**Written task**
Rewrite every line of the entries, changing "in the photo above" to "in the image above" and keeping everything else the same. Omit the pictures from your output.

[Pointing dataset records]
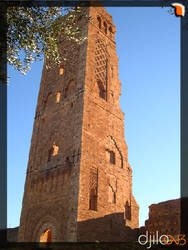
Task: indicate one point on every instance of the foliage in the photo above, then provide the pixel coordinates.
(34, 32)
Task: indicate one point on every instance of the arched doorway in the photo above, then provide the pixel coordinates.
(46, 236)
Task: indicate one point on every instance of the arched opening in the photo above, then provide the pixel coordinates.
(46, 236)
(127, 211)
(102, 92)
(93, 200)
(48, 102)
(99, 22)
(53, 151)
(110, 30)
(105, 27)
(58, 97)
(61, 69)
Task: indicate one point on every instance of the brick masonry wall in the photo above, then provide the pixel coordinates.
(78, 150)
(164, 217)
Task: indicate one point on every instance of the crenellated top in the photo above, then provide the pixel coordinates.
(103, 21)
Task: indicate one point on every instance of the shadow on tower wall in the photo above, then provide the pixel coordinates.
(110, 228)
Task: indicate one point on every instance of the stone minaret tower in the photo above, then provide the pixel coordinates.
(79, 182)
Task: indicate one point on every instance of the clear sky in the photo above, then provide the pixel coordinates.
(148, 47)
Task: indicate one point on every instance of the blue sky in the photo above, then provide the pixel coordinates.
(148, 47)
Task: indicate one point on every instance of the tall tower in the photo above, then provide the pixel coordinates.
(79, 182)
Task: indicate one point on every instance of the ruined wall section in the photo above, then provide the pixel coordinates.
(103, 145)
(164, 217)
(52, 182)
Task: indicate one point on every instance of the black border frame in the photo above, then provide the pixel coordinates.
(183, 101)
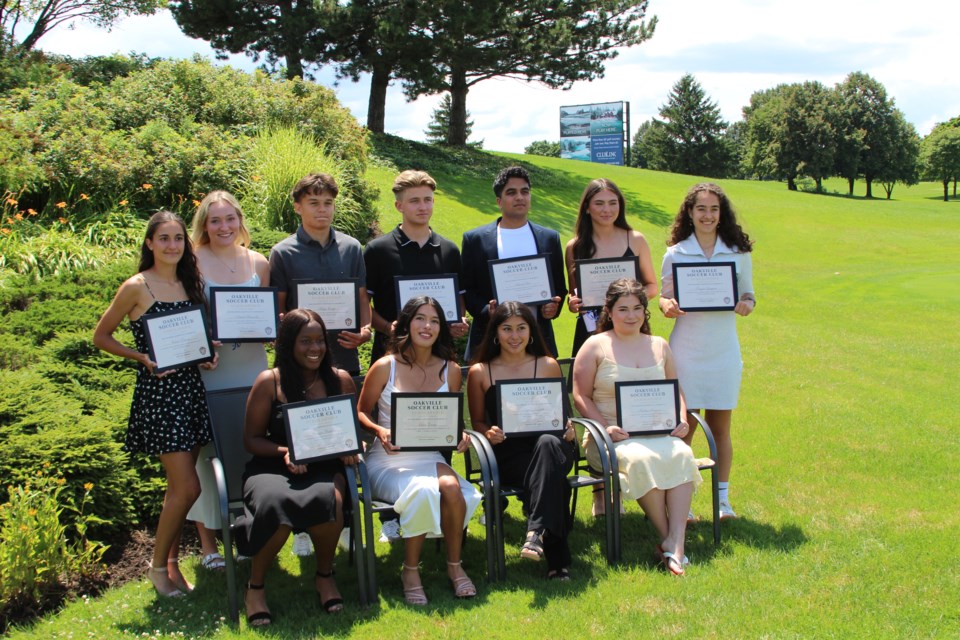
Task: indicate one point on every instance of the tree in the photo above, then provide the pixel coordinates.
(440, 123)
(543, 148)
(690, 139)
(46, 15)
(940, 156)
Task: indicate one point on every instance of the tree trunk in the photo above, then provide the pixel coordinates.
(457, 130)
(377, 105)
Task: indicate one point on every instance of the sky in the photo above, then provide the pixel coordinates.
(733, 48)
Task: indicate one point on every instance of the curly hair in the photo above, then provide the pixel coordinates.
(618, 289)
(402, 345)
(728, 229)
(187, 271)
(583, 245)
(291, 376)
(489, 348)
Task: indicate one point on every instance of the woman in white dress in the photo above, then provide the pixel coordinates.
(659, 471)
(220, 239)
(705, 343)
(429, 496)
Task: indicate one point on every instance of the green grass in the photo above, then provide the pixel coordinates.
(844, 436)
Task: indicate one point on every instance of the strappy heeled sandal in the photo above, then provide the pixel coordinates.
(463, 586)
(333, 605)
(414, 595)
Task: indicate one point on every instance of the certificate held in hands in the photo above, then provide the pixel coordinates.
(527, 280)
(705, 286)
(178, 338)
(531, 406)
(322, 429)
(426, 421)
(648, 407)
(244, 314)
(337, 301)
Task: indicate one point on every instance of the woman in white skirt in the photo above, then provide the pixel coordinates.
(429, 496)
(705, 342)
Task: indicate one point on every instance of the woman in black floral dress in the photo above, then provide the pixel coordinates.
(169, 415)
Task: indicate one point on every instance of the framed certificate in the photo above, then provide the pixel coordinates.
(178, 338)
(337, 301)
(322, 429)
(426, 421)
(705, 286)
(531, 406)
(244, 314)
(445, 287)
(648, 407)
(595, 276)
(525, 280)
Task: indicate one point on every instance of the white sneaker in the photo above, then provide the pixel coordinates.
(390, 531)
(302, 545)
(726, 511)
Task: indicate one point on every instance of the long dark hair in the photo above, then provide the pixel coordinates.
(729, 231)
(489, 347)
(187, 272)
(583, 244)
(401, 344)
(616, 290)
(291, 378)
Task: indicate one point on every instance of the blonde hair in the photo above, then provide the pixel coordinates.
(412, 178)
(198, 230)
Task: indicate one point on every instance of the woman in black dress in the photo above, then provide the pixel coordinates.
(279, 496)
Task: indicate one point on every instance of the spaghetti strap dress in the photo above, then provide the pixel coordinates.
(645, 462)
(408, 479)
(168, 413)
(272, 496)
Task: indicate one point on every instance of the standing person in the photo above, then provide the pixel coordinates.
(602, 231)
(168, 416)
(512, 235)
(318, 250)
(705, 343)
(429, 496)
(659, 472)
(411, 249)
(279, 496)
(220, 239)
(513, 349)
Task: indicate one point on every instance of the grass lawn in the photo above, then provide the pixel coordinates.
(845, 438)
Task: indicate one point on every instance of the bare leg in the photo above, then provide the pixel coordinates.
(183, 488)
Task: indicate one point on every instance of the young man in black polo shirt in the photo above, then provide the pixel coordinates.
(411, 249)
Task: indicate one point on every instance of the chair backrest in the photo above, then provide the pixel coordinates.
(228, 409)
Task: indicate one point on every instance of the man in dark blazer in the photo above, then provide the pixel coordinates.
(511, 236)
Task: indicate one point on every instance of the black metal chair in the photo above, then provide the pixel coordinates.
(227, 412)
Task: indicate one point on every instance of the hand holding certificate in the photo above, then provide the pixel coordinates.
(705, 286)
(532, 406)
(178, 338)
(426, 421)
(648, 407)
(322, 429)
(527, 280)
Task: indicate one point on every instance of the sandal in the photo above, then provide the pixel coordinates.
(260, 618)
(333, 605)
(532, 549)
(213, 562)
(463, 586)
(415, 596)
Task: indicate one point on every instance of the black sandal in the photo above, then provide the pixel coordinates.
(333, 605)
(260, 618)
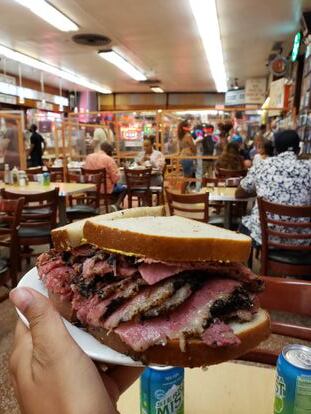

**Solution below**
Task: indicate one point on every instance of the foliage in the image above, then provide the pixel coordinates.
(34, 32)
Task: indicate one point on every instance of the arched doorway in the image above, then provide the pixel coordinates.
(46, 236)
Task: indicate one point on every instance of the arched opening in the image above, then provide the pixel coordinates.
(46, 236)
(127, 211)
(102, 92)
(93, 200)
(48, 102)
(99, 22)
(53, 151)
(110, 30)
(105, 27)
(58, 97)
(61, 69)
Task: indicate one point on every instance of the brick masonry wall in the image above, then provide the pixel coordinates.
(78, 150)
(164, 217)
Task: indicate one point on every instance of the crenellated top in the image above, then provide the pixel coordinates.
(103, 21)
Task: indicate one point on every instance of the shadow on tower wall in the image above, then provide the pixel coordinates.
(110, 228)
Task: indicate one point on every instance of the stone minaret tower in the image above, then provide the pixel coordinates.
(79, 182)
Task: indicate one point on every instance of the clear sky in the image above, then provide the pixel coordinates.
(148, 47)
Task: indicate one point on every instance of the blue sky in the image above, then provide the pixel coordinates.
(148, 47)
Task: indicate one point on every instance of the tall tower in the image above, then provide the pixel coordinates.
(79, 182)
Task: indicate one point on every instance of the ruined wall section in the image above, then provide the pixel coordinates.
(103, 145)
(164, 217)
(52, 182)
Task: indicate one point on every instance of the black border frame in the image above, then provide the pixel coordinates.
(183, 101)
Task: indicate one point on every instance of the tree in the image above, then provide the pixel coordinates.
(440, 123)
(543, 148)
(690, 139)
(46, 15)
(940, 156)
Task: indicate one point on every instance of the tree trunk in the image above, then provide the pixel coordinates.
(457, 130)
(377, 105)
Task: indicate one point on every instance of the sky in the image above, then provide the pixel coordinates.
(733, 48)
Task: indicate one point on every instance of the curly hair in the image above, then provide the pixel coordinates.
(618, 289)
(402, 345)
(728, 229)
(187, 271)
(583, 245)
(291, 376)
(489, 348)
Task: indicate one point on every instance of the woman in white dress in the image above, then provide the pixel coordinates.
(659, 471)
(220, 239)
(705, 343)
(429, 496)
Task: indicate one point on every instance of the green grass in the image above, then provide the pixel coordinates.
(844, 436)
Task: indicate one point on every instance of the strappy heeled sandal in the image above, then provide the pixel coordinates.
(463, 586)
(333, 605)
(414, 595)
Task: indicate one point on every instance of the certificate held in hands in the image above, then provide the pixel coordinates.
(527, 280)
(705, 286)
(178, 338)
(531, 406)
(322, 429)
(426, 421)
(648, 407)
(244, 314)
(337, 301)
Task: indicate one point on every instance of the woman in white skirt in the image above, then provide the pixel coordinates.
(429, 496)
(705, 342)
Task: indicate one point on every instance of the woman in black floral dress in the image above, then provide the pixel coordinates.
(169, 415)
Task: indicate one point on every instance of the framed certificate in the image above, then provide the pixel coordinates.
(178, 338)
(337, 301)
(322, 429)
(426, 421)
(705, 286)
(531, 406)
(244, 314)
(445, 287)
(648, 407)
(595, 276)
(525, 280)
Task: indicate one point on every instance of the white sneaker in the image above, then provide the pixel coordinates.
(390, 531)
(302, 545)
(726, 511)
Task: indicate one point on every instance of the long dark hair in the image above, then provide the pixel coordinates.
(729, 231)
(489, 347)
(187, 272)
(583, 244)
(401, 344)
(616, 290)
(291, 378)
Task: indicate one point on every instance of the blonde hair in the image above, then provide the pixel coordinates.
(412, 178)
(198, 230)
Task: indicate one point on every instance of the woman in black dress in the image above, then provide the pixel coordinates.
(279, 496)
Task: indicate one point on every instance of the spaghetti strap dress in the image above, then provide the pixel coordinates.
(645, 462)
(408, 479)
(168, 413)
(272, 496)
Task: indicate one point on every instance of the standing person in the image above, then provide the pixel coordinates.
(602, 231)
(168, 416)
(512, 235)
(318, 250)
(705, 343)
(429, 496)
(659, 472)
(411, 249)
(279, 496)
(220, 239)
(513, 349)
Task: indicate one point on every instance of the grass lawn in the image above, then provide the pixel coordinates.
(845, 438)
Task: indicate one point on every instance of the bare leg in the image above, then provide the pixel coordinates.
(183, 488)
Task: indicate one point on every instance of the young man in black polo shirt in the image above, then provide the pixel coordinates.
(411, 249)
Task: indicate one point on every instance of the chair backrest in the image above, then provide the pixel coordinates.
(228, 409)
Task: indicate one point on every instance of the man in dark blazer in the image above, then provide the pixel coordinates.
(511, 236)
Task: indicate one point on every instance of the black metal chair in the image above, then provide the pixel coordinates.
(227, 412)
Task: indicate one point on every instance of the hand holding certificate in the image above, then provide the pixel coordinates.
(705, 286)
(532, 406)
(178, 338)
(426, 421)
(648, 407)
(322, 429)
(527, 280)
Task: indicate one point on every instance of the sandal in the image above, then provide the pixel coordinates.
(260, 618)
(333, 605)
(532, 549)
(213, 562)
(463, 586)
(415, 596)
Task: indicate one point on every instance of the black sandal in the image above, then provide the pixel coordinates.
(333, 605)
(260, 618)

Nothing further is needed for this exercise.